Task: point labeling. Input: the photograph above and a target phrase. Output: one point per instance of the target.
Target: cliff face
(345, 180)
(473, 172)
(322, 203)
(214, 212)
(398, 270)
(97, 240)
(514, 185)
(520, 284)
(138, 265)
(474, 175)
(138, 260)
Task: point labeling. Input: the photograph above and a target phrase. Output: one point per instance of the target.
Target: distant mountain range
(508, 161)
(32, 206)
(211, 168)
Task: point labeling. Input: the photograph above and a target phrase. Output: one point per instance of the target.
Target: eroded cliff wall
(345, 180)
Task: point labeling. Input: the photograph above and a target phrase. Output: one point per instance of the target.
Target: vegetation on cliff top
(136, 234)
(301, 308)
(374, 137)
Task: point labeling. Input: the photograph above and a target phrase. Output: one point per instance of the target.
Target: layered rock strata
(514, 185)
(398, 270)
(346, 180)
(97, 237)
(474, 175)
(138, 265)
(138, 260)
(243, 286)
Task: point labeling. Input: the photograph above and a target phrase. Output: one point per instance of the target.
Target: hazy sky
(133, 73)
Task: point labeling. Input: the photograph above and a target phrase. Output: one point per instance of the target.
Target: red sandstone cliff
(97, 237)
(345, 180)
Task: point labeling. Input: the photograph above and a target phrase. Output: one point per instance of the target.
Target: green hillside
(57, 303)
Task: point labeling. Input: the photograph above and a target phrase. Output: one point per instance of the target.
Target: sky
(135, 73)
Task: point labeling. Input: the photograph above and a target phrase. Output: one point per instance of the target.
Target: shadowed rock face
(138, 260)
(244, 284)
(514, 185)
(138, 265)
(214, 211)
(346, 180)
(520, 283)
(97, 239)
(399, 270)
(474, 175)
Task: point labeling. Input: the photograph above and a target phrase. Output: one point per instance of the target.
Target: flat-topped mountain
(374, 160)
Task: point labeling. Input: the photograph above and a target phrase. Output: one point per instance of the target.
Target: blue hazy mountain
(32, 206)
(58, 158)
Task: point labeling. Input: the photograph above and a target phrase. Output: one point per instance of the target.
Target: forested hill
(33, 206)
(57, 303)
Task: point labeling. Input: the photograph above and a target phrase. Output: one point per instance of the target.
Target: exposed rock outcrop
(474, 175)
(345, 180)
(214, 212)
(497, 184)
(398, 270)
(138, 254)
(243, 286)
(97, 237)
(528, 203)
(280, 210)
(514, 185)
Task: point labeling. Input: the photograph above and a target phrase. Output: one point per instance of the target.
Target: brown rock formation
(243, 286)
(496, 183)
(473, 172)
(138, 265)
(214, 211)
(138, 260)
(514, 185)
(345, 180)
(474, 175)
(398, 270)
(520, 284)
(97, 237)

━━━━━━━━━━

### TASK TO CARRY OUT
Repeat the records exactly, leaving out none of them.

### YOUR RESPONSE
Task: point labeling. Input: the photograph above and a target phrase. Output: one point per instance of the target.
Target: cliff face
(345, 180)
(473, 172)
(322, 203)
(214, 212)
(398, 270)
(97, 240)
(514, 185)
(520, 284)
(138, 265)
(474, 175)
(138, 260)
Task: point labeling. Input: the photograph above and a target phrase. Output: one point per instance of the target.
Target: distant mountain range
(508, 161)
(32, 206)
(211, 168)
Task: point labeling. Input: the photograph above and a target phrase. Output: one point per instance of the target.
Target: eroded cliff wall
(345, 180)
Task: point labeling. Input: the photograph above and a target phrase. Output: one point per instance of the target.
Target: vegetation on cliff top
(136, 234)
(301, 308)
(374, 137)
Task: point labeling. Input: the photograph above and a target phrase. Output: one point per instance of the target.
Target: layered rock strata
(514, 185)
(398, 270)
(346, 180)
(97, 237)
(474, 175)
(138, 265)
(138, 260)
(243, 286)
Task: point labeling. Input: the photograph above and a target phrase. Output: one point per instance of the target.
Target: hazy sky
(133, 73)
Task: point labeling. Input: the photograph above and a target phrase. Output: one point per instance of the target.
Target: red sandstone cliff
(97, 237)
(345, 180)
Task: point labeling. Input: the photograph above and a target phrase. Output: one point per instance of the target.
Target: green hillside
(57, 303)
Task: point labeling. Input: the photograph above and a target phrase. Output: one point per instance of the target.
Target: sky
(135, 73)
Task: point labeling. Input: the photograph above and a target phrase. Output: one point per instance of the target.
Target: shadowed rock face
(138, 260)
(244, 284)
(514, 185)
(138, 265)
(214, 211)
(346, 180)
(520, 283)
(97, 239)
(399, 270)
(474, 175)
Task: point labeling. Input: the photograph above and a target phrase. Output: one point per instance of the target.
Target: flat-topped mountain
(374, 160)
Task: point labeling. Input: the photograph above and a target phrase. Output: one point per instance of the target.
Target: blue hazy mountain
(32, 206)
(58, 158)
Task: point labeling. Input: the photograph above and a target phrase. Output: one point per instance of the target.
Target: forested hill
(33, 206)
(57, 303)
Task: point labeling. Input: the photograph above and a target phrase. Output: one point per instance of the target.
Target: exposed rock outcrop
(474, 175)
(345, 180)
(214, 212)
(497, 184)
(398, 270)
(138, 254)
(243, 286)
(97, 237)
(528, 203)
(280, 210)
(514, 185)
Task: point labeling. Input: the photograph above and a target phrase. Output: one point per instance of the target.
Target: brown rock formation
(243, 286)
(496, 183)
(473, 172)
(138, 265)
(214, 211)
(138, 260)
(514, 185)
(345, 180)
(474, 175)
(398, 270)
(520, 284)
(97, 237)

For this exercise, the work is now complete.